▸ **EXERCISE PASSAGE**:
=== Begin Enclosure ===

Specific examples of how the health policy recommendations above, invoking the Precautionary Principle, might be practically applied to protect public health, are provided in the Annex .

Author Contributions

All authors listed have made a substantial, direct and intellectual contribution to the work, and approved it for publication.

Conflict of Interest Statement

The authors declare that this manuscript was drafted in the absence of any commercial or financial relationships that could be construed as a potential conflict of interest, although subsequent to its preparation, DD became a consultant to legal counsel representing persons with glioma attributed to radiation from cell phones.

Acknowledgments

The authors acknowledge the contributions of Mr. Ali Siddiqui in drafting the Policy Recommendations, and those from members of the Board of the International Network for Epidemiology in Policy (INEP) into previous iterations of this manuscript. We are grateful to external reviewers for their thoughtful critiques that have served to improve both accuracy and presentation.This manuscript was initially developed by the authors as a draft of a Position Statement of INEP. The opportunity was then provided to INEP's 23 member organizations to endorse what the INEP Board had recommended, but 12 of those member organizations elected not to vote. Of the 11 that did vote, three endorsed the statement, two voted against it, and six abstained. Ultimately, the Board voted to abandon its involvement with what it determined to be a divisive topic. The authors then decided that, in the public interest, the document should be published independent of INEP.

1 Per IEEE C95.1-1991, the radio-frequency radiation frequency range is from 3 kHz to 300 GHz and is non-ionizing.

2 The FCC adopted the IEEE C95.1 1991 standard in 1996.

3 When necessary, SAR values should be adjusted for age of child in W/kg.

=== End Enclosure ===

▸ **WORK ORDER**: From the passage on health policy and radio-frequency radiation, reproduce without any change the part that opens with the words containing "Specific examples of" and closes with "it for publication.". The material below this passage is not required for this exercise.

[Dataset records]
=== Begin Enclosure ===

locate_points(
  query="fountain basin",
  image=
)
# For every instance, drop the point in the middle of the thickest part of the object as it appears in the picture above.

=== End Enclosure ===
=== Begin Enclosure ===

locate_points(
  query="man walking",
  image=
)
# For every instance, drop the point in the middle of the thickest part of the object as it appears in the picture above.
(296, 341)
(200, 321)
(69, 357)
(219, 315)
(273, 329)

=== End Enclosure ===

▸ **RESPONSE FOR THIS EXERCISE**:
Specific examples of how the health policy recommendations above, invoking the Precautionary Principle, might be practically applied to protect public health, are provided in the Annex .

Author Contributions

All authors listed have made a substantial, direct and intellectual contribution to the work, and approved it for publication.